__Exercise__: Transcribe the data exactly, pictures excluded.

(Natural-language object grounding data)

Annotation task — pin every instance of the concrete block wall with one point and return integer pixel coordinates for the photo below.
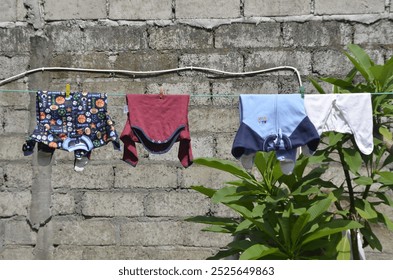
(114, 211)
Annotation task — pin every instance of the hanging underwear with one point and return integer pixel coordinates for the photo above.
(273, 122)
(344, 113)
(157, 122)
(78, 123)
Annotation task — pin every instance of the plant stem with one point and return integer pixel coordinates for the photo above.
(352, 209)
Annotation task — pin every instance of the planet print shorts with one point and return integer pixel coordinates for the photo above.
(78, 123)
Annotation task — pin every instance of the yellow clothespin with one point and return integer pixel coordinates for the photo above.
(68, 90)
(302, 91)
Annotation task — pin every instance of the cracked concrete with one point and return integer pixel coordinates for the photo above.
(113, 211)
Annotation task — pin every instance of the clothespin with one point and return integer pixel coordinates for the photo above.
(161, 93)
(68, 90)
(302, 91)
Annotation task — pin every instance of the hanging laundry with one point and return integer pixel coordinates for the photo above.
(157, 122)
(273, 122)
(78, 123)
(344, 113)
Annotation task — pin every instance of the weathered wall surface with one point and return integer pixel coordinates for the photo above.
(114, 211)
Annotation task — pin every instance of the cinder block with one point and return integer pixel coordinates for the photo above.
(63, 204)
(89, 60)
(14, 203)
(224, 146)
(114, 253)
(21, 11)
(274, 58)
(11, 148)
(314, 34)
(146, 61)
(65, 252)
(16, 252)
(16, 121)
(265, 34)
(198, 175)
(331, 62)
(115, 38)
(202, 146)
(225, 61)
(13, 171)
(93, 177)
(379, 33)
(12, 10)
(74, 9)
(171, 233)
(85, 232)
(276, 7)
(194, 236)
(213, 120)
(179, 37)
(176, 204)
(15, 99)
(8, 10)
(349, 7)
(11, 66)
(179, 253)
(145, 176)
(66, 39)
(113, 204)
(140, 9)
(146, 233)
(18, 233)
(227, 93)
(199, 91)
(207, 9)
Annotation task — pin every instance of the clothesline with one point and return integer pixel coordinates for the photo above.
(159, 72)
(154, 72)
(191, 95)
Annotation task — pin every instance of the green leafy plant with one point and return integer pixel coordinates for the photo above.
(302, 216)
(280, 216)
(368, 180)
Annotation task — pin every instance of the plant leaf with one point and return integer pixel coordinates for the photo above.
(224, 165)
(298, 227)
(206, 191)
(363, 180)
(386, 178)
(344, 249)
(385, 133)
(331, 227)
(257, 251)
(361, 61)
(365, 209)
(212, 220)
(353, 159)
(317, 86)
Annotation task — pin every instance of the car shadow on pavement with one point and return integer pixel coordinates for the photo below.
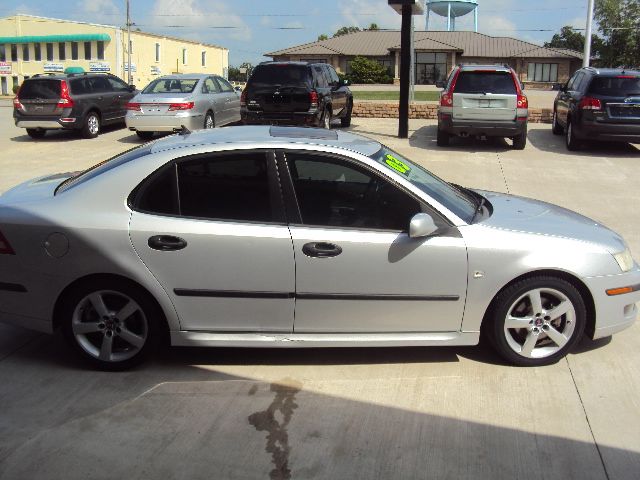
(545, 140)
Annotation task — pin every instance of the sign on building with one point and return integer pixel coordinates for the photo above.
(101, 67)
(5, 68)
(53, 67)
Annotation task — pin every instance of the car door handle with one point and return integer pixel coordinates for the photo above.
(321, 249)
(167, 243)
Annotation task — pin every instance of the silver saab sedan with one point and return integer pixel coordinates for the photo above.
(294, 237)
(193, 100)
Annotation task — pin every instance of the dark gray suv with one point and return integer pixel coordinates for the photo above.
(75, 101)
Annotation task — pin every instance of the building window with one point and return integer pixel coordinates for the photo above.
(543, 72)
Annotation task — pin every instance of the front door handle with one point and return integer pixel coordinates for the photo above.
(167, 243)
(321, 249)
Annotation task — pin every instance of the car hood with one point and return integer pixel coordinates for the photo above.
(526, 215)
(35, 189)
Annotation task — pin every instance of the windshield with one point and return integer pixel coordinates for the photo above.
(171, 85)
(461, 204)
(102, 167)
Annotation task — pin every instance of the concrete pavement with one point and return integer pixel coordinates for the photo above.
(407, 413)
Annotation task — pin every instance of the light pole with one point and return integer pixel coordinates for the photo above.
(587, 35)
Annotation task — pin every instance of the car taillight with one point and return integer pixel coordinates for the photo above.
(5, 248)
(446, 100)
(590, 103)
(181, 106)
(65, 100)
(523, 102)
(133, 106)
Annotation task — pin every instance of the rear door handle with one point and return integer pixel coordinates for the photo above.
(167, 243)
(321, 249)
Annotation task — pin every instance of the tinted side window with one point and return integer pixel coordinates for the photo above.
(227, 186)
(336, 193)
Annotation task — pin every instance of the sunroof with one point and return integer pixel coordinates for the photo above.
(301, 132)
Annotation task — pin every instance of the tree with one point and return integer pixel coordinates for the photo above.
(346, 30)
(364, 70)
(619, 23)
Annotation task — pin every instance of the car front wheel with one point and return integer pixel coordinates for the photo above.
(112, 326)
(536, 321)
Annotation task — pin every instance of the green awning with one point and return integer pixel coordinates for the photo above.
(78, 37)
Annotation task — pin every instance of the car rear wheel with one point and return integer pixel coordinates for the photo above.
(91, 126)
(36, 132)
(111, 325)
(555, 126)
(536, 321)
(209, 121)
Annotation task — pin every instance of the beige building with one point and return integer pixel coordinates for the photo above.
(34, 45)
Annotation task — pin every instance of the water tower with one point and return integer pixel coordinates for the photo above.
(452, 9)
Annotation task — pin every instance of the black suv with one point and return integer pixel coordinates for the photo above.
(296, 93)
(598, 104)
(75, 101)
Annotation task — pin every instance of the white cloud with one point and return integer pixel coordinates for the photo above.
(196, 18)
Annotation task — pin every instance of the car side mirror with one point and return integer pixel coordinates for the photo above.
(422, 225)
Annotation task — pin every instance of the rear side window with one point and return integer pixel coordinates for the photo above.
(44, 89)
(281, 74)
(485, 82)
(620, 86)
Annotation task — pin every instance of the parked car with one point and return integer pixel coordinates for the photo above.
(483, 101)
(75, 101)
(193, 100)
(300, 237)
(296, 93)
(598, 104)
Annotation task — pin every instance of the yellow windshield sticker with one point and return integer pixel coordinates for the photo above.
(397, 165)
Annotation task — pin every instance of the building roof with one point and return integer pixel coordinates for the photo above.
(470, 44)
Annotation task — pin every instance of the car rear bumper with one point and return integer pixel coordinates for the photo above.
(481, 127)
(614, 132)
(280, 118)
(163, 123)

__Finished task__:
Annotation task — pin every instance of the concrete block wall with one point and return integer pixel coordinates for the photo below.
(114, 211)
Annotation task — pin every instance of the hanging underwear with one point and return integer pixel coordinates for the photo above.
(273, 122)
(344, 113)
(157, 122)
(78, 123)
Annotation task — pin every instance of the plant stem with one point and return integer pixel coordinates for the photo above.
(352, 209)
Annotation task — pin every instance of the planet print shorts with one point and return integer pixel coordinates for the photo above.
(78, 123)
Annotation task — pin every instance of the yellow clothespin with one point and return integer pixel coordinates for the photo above.
(68, 90)
(302, 91)
Annotation task — pin every instance of the cracked concrete with one point and return integer pixel coordinates for the photo above.
(113, 211)
Annotation task — pin every instance of the clothespin with one point and return integer pixel coordinates for the photo above.
(161, 93)
(68, 90)
(302, 91)
Annotation task — pin every instance of the hanging laundry with one point and return integer pixel coordinates for the photo above.
(157, 122)
(273, 122)
(78, 123)
(344, 113)
Annotation task — pin every instance of the weathered wall surface with one point and return integer pixel coordinates for the photo above.
(114, 211)
Annotation task — pin every instance of the cinder block with one point and return integer pixel coordinates for the photo above.
(63, 204)
(89, 60)
(14, 203)
(224, 146)
(114, 253)
(21, 11)
(274, 58)
(11, 148)
(314, 34)
(146, 61)
(65, 252)
(16, 252)
(16, 121)
(265, 34)
(198, 175)
(331, 62)
(115, 38)
(202, 146)
(225, 61)
(13, 171)
(93, 177)
(379, 33)
(12, 10)
(74, 9)
(171, 233)
(85, 232)
(276, 7)
(194, 236)
(213, 120)
(179, 37)
(176, 204)
(15, 99)
(8, 10)
(349, 7)
(11, 66)
(179, 253)
(145, 176)
(66, 39)
(113, 204)
(140, 9)
(146, 233)
(18, 233)
(227, 93)
(199, 91)
(207, 9)
Annotation task — pin every instance of the clothesline with one point and return integer pixel coordinates for the photo above.
(159, 72)
(154, 72)
(191, 95)
Annotation task — pin every instance of the green leafy plant with one point and return integer pixel coordinates for the photo above.
(302, 216)
(280, 216)
(368, 180)
Annotation task — pin every instance of the plant leaf with one point and return integer pixel coordinates for the photo above.
(224, 165)
(298, 227)
(206, 191)
(363, 180)
(386, 178)
(344, 249)
(385, 133)
(331, 227)
(257, 251)
(361, 61)
(365, 209)
(212, 220)
(353, 159)
(317, 86)
Annotation task — pin every instance of the car shadow on pavement with one point and return integer pixel coordinates for the photo below.
(545, 140)
Annotation task — pin every instance of the sign on building with one point and return integer pixel coordinates for the photo above.
(101, 67)
(5, 68)
(53, 67)
Annotation task — pin every instance of the car door handle with one point and return integer pixel coordinates for the photo above.
(321, 249)
(167, 243)
Annotation task — pin every instance of the silver saab sedan with one point and return integer pixel coordinates for the photo above.
(294, 237)
(193, 100)
Annotation task — pin every instance of the dark gray suv with one point and return integer pixel coordinates for the photo above.
(75, 101)
Annotation task — pin every instance of the building window with one point and return integer pixel coordinates for the photo above.
(543, 72)
Annotation task — pin every instance of the front door handle with one point and return integer pixel coordinates for the photo above.
(167, 243)
(321, 249)
Annotation task — pin every instance of the car hood with one point and return integer pixel coordinates for the photo above.
(526, 215)
(35, 189)
Annotation task — pin every instance of the windshield with one point and return integer pixel coordinates for the photo above.
(171, 85)
(461, 204)
(102, 167)
Annotation task — pin every instance of the concrete pavement with one point and return integer pixel coordinates for the photo above.
(407, 413)
Annotation task — pin every instance of the light pole with one point and return integer pixel coordinates for the photo above.
(587, 35)
Annotation task — pin every instance of the car taillight with one point and return integer pixel coordinates for the photo above.
(5, 248)
(446, 100)
(590, 103)
(181, 106)
(65, 100)
(523, 102)
(133, 106)
Annotation task — pin every instance of the rear door handle with one point and return integer pixel coordinates for the photo above.
(167, 243)
(321, 249)
Annotation task — pin every instance of the tinted side window with one point and return integer pixel coordinates for the photo above.
(227, 186)
(336, 193)
Annotation task — pin every instance of the sunroof with one point and return integer pixel coordinates for the photo above.
(301, 132)
Annotation task — pin every instance of the tree with one point and return integer pixel coordinates for the photo above.
(346, 30)
(364, 70)
(619, 23)
Annotation task — pin every instance of the car front wheel with one point and return integer pixel coordinates for the photo above.
(112, 326)
(536, 321)
Annotation task — pin every instance of the green awning with one point and return integer pixel coordinates for the photo above.
(78, 37)
Annotation task — pin every instance of the car rear wheel with one point and return integer pixel coordinates for the photo above.
(91, 126)
(36, 132)
(111, 325)
(555, 126)
(536, 321)
(209, 121)
Annotation task — pin every instance of the beige building with one point and return integer pixel coordinates for the photo above.
(34, 45)
Annotation task — pin every instance of the water tower with one point and return integer pixel coordinates for the photo above.
(452, 9)
Annotation task — pin every instance of the black suv with one point and return integer pixel coordinates for the photo above.
(296, 93)
(598, 104)
(75, 101)
Annotation task — pin every instance of the white cloud with one point and return integer pixel coordinates for the photo above.
(196, 18)
Annotation task — pin every instance of the car side mirror with one point and return integer pixel coordinates for the photo above.
(422, 225)
Annotation task — pin every instance of the rear side window with one point and return integer pixel coordinates for the photo above.
(44, 89)
(281, 74)
(485, 82)
(620, 86)
Annotation task — pin every instance of the parked car with one point and return integer pixel coordinates for the photo above.
(483, 101)
(75, 101)
(193, 100)
(300, 237)
(296, 93)
(598, 104)
Annotation task — pin every instance of the yellow windshield sticker with one point and return integer pixel coordinates for the photo above.
(397, 165)
Annotation task — pin every instance of the building roof with one point and return integer pixel coordinates for the photo above.
(470, 44)
Annotation task — pin every instance of the car rear bumper with one point and return integer pixel coordinates for the photo above.
(481, 127)
(614, 132)
(280, 118)
(163, 123)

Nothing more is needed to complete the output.